[[ Text section open ]]

Tribute: Devi Dyall
Beloved wife of Dr Vedi Dyall who was a well-known GP in Flacq, Devi/Aunty Devi — as she was affectionately addressed by her near and dear – left us shortly after collapsing in her bathroom on Monday morning 4th January. She was aged 84, but hardly looked her age, as the accompanying photo taken the day before shows.
‘It was almost a programmed exit,’ mused poetically inclined Vedi as I sat holding his hand on reaching their residence in Moka soon after I got the sad news. In fact, he told me, just before that they had both talked to her elder sister Shanta, and the day before she had met all her close ones at a family gathering.
‘At least,’ he reflected with calm stoicism, ‘she didn’t suffer.’ That was the general feeling shared amongst us all who had come to pay homage to her.
She was born Satyabala Anandi Devi Bundhoo in 1936 at Port Louis, the second of six daughters of Dewakur Bundhoo, second Hindu pharmacist in Mauritius, and Janee Pandoo.
She attended the Young Men’s Hindu School, coming first in the Junior Primary Scholarship Examinations in 1947. Coincidentally, her future husband, Vedi Dyall came first in the Senior Primary Scholarship that same year.

[[ Text section closed ]]
[[ Extracted material open ]]

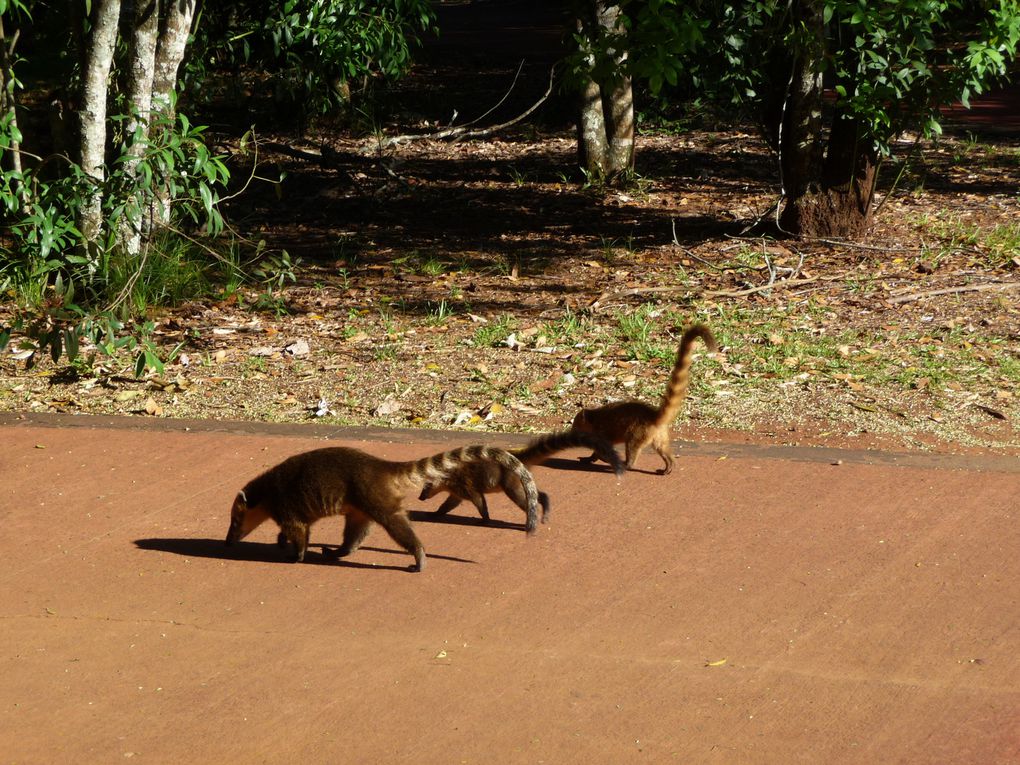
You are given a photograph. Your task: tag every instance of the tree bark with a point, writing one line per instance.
(828, 187)
(170, 52)
(605, 124)
(7, 101)
(840, 206)
(99, 59)
(142, 67)
(593, 148)
(617, 93)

[[ Extracted material closed ]]

## What you are asked to do
Can you write out the passage of the tribute to Devi Dyall that opens with the words containing "Tribute: Devi Dyall" and closes with "homage to her."? Rely only on the tribute to Devi Dyall, not on the lines.

## Output
Tribute: Devi Dyall
Beloved wife of Dr Vedi Dyall who was a well-known GP in Flacq, Devi/Aunty Devi — as she was affectionately addressed by her near and dear – left us shortly after collapsing in her bathroom on Monday morning 4th January. She was aged 84, but hardly looked her age, as the accompanying photo taken the day before shows.
‘It was almost a programmed exit,’ mused poetically inclined Vedi as I sat holding his hand on reaching their residence in Moka soon after I got the sad news. In fact, he told me, just before that they had both talked to her elder sister Shanta, and the day before she had met all her close ones at a family gathering.
‘At least,’ he reflected with calm stoicism, ‘she didn’t suffer.’ That was the general feeling shared amongst us all who had come to pay homage to her.